Prologue
For the first time since 1971 the original members of the James Gang - Joe Walsh
(guitar), Jimmy Fox (drums) and Dale Peters (bass) - are reuniting for a concert.
The original show set for February 22 at the Rock and Roll Hall of Fame and
Museum in Cleveland sold out quickly. Since only 300 seats were available for
the first concert, two additional shows were added Saturday and Sunday at the
Allen Theater...a much larger venue. All three shows are sold out.
I would gladly have attended all three concerts since in high school and most of college I was the best promotion these guys had. I would carry albums around with me and play them for people every day. I was "into" the James Gang in a very big way. But I'm committed to a family reunion in Arizona with my wife, Yvonne, her brother and sister and their parents. It's been booked for a long time. I'll be honest...at first I reacted immaturely about the conflict. I KNEW as soon as I agreed to the trip something important to me would invariably arise and make me...how shall I say this...angry?...no..PISSED OFF. But since the in-laws are footing the bill and Yvonne makes compromises for me...unlike Gretchen...the evil girlfriend in the coming story...I will do the right thing. (by the way...having been married for almost 27 years I have a complete respect for compromise. I'm not talking "giving in" here. I'm talking communication and teamwork. So If you've got a significant other like Gretchen...and you know who you are...dump them now!)...and if you have a significant other like Yvonne you don't need me telling you anything.
Jeez...here I am being all noble about giving up a concert for a FREE five day vacation in Phoenix! Ain't I a saint?
The James Gang Trilogy.
The James Gang September, 1970 Veterans Memorial Auditorium, Columbus, Oh
March, 1971 Denison University Field House, Granville, Oh
September, 1971 The Ohio State Fair Grandstand, Columbus, Oh
While I was still in my high school years, one of the few distinct pleasures
I had was going to see local and regional bands at local "teen clubs" around
the Cleveland area. These were places basically for high school kids to hang
out, smoke cigarettes (this was a still an more innocent era...but not for long),
drink pop (Midwestern for soda), and generally act cool. At the time the big
club for us on the west side was the North Ridgeville Hullabaloo. Hullabaloos
were all over the country and somehow sponsored by the T.V. show of the same
name...whose house band was called, of course, The Hullabaloos...and they had
these dancers...mostly blonde girls in mini skirts and go-go boots...called
The Hullabaloo Dancers...of course. It never struck me at the time just how
redundant this was...but when you're 16 anything you deem to be cool can't POSSIBLY
be redundant. Besides most teenagers don't know the meaning of the word redundant.

==*==

SHORT EXERCISE:
Continue the James Gang concert memoir after its final sentence, the remark that most teenagers don't know the meaning of the word redundant.

SUPPLIED MATERIAL:
==*==

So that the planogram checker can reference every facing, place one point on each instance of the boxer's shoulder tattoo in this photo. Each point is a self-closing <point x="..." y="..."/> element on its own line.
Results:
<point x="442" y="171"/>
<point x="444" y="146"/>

==*==

THE ANSWER:
There were a lot of bands that got relatively famous through this circuit. The Bob Seger System, The Amboy Dukes (Ted Nugent on guitar), The Rasberries, and my personal favorite, The James Gang. At first there were four members and they did covers of people like the Yardbirds, The Beatles...a wide variety. But soon their guitar player, Glenn Schwartz would quit, venture out to Los Angeles, and have some success with Pacific Gas and Electric. Schwartz was a fine guitarist in the mold of Peter Green from Fleetwood Mac...the blues band from England that eventually turned into a chick group from California...but that's another story. So The Gang was looking for a replacement when they heard about a guitar player named Joe Walsh. At the time Walsh was half heartedly going to Kent State and playing in a band called The Measles. He jumped at the chance to play for the James Gang and they became a power trio a la Cream.
I don't know Joe Walsh personally...although I know a guy who does...but there are definite parallels in our lives. For one thing, he lived in Columbus for a lot of his childhood. He went to Crestview Elementary which is 2 blocks from my house. He lived on Summit Street in Clintonville...about 5 blocks from my place. And he played The Hullabaloo for 2 or 3 years while I smart-assed my way through high school. I don't know how many times I saw The James Gang. It must be at least 25 or 30. The Hullabaloo, Boston Mills Ski Lodge, a free fashion show at the Mercury Theater in Middleburg Heights. I even saw them one December at the Berea Fairgrounds in a building that had no heat. It was freezing cold outside AND inside. Joe played the first set with gloves on...with fucking GLOVES on. This truly amazed my 17 year old brain yet at the same time depressed me because he played guitar BETTER with winter gloves on the I did with my bare hands. Walsh was an amazing raw talent that soon had people across the country buzzing. Hell, I remember being at the Hullabaloo once decked out in my "surfer" shirt and white Levis (this looked WAY cool under the black lights) seeing Joe so drunk that he actually fell off the stage during a song. The roadies just kind of propped him back up and I swear he didn't miss a beat. Of course Joe's partying would take it's toll later on but in 1968 he seemed invincible.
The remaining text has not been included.